#### Given text
Topic: College of Sciences and Humanities
April 6, 2015

"It's been a fascinating species to study," says Ball State Biology Professor Gary Dodson of the color-changing whitebanded crab spider.
A species of crab spider is able to slowly change its color to match its background when hunting, a rare ability in the animal kingdom, says a Ball State University professor.
Gary Dodson, a Ball State biology professor, and Alissa Anderson, who graduated with a master’s degree in 2012 from Ball State, were the first to measure the rate of color change in the whitebanded crab spider, an arachnid with the scientific name of Misumenoides formosipes. Anderson is now pursuing her doctorate at the University of Nebraska. Their study was recently published in the journal Ecological Entomology.
As part of the research project, Anderson took digital photos of the crab spider while the white specimens sat on yellow flowers at Ball State’s Cooper Farm, an off-campus area with a rich diversity of biological habitats for environmental education and field research.
“This species of spider crab is one of the few that can reversibly change their body color in a manner that to the human eye results in a match to the flowers on which they ambush prey,” Dodson said. “We knew that females, but not males, can switch between white and yellow depending on the background. But we did not how quickly that happened.”
Researchers used Adobe Photoshop software to measure the time it takes to change colors after moving the crab spiders from one flower color to another. Females took three to nine days to change body color from white to yellow.

#### Provided material

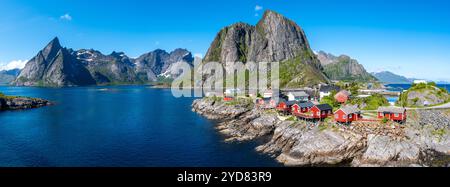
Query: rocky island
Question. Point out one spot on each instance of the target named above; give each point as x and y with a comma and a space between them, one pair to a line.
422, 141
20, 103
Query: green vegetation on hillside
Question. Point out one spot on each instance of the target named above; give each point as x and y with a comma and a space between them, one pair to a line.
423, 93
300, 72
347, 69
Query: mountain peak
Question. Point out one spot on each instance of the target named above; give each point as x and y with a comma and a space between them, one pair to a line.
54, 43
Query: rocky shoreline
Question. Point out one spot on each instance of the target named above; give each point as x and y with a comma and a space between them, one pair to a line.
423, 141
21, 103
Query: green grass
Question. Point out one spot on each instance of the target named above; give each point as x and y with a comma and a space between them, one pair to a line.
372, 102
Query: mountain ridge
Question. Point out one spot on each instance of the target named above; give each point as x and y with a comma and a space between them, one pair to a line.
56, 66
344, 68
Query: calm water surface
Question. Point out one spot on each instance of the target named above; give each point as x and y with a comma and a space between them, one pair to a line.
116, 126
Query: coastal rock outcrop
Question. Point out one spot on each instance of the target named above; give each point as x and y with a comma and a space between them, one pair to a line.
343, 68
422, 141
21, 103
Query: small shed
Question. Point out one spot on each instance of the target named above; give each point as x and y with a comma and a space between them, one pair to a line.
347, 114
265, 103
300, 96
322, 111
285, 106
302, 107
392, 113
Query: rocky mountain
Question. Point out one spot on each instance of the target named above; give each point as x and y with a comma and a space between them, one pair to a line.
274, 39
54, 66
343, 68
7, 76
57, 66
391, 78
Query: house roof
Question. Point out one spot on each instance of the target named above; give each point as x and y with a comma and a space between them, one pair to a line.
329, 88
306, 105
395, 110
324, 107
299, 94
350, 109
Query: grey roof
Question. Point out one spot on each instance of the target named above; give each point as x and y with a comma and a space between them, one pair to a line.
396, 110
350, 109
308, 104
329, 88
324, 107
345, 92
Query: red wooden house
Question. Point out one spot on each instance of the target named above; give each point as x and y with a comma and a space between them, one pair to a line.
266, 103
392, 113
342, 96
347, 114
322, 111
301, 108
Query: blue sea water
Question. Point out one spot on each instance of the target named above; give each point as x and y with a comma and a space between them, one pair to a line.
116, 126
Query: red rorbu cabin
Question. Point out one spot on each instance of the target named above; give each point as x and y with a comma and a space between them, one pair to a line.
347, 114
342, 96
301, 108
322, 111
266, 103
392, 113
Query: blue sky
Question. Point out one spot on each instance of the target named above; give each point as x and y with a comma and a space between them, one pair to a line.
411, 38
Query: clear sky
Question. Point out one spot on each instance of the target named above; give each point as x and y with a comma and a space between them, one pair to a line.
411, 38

---

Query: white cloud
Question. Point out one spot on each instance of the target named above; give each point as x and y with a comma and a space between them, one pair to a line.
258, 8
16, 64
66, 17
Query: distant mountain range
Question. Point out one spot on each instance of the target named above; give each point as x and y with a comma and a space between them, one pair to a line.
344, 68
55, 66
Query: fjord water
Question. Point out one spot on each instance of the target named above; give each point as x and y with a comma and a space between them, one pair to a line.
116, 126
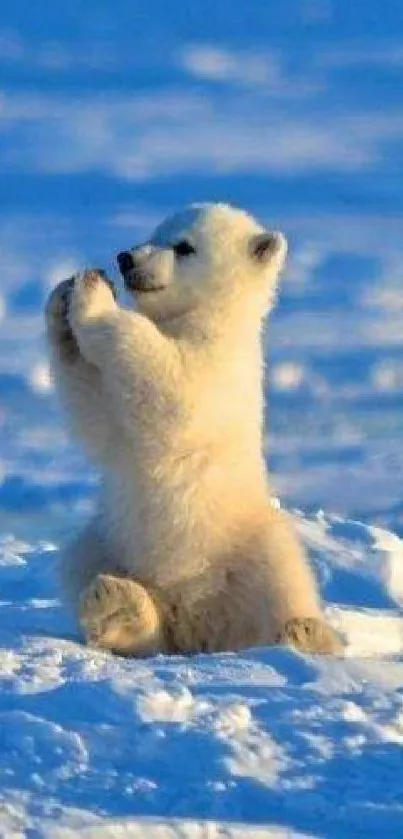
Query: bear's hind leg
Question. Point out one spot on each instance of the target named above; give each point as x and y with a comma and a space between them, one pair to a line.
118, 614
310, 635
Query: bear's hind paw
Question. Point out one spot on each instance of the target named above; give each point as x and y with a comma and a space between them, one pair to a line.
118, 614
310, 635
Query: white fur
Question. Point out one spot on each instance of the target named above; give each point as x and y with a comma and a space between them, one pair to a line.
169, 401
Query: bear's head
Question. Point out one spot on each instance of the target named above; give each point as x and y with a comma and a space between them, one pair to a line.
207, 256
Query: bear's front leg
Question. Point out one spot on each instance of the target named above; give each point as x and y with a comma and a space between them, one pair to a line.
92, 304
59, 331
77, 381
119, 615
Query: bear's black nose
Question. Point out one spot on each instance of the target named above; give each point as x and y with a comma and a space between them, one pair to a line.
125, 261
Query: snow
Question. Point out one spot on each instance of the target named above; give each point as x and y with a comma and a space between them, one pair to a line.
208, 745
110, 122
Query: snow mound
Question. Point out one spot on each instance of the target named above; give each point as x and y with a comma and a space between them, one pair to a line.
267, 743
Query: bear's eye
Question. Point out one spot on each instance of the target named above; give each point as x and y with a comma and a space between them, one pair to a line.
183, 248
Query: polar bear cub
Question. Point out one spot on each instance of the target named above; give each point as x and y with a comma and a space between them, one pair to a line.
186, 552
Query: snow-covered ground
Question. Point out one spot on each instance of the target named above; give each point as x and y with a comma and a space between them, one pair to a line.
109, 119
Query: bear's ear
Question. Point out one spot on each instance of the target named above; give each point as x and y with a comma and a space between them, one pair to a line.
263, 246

#### Problem set
a) Return the passage of the crab spider article between "A species of" and "State University professor.", inclusive.
b) According to the crab spider article, how long did females take to change body color from white to yellow?

#### Task results
a)
A species of crab spider is able to slowly change its color to match its background when hunting, a rare ability in the animal kingdom, says a Ball State University professor.

b) Three to nine days.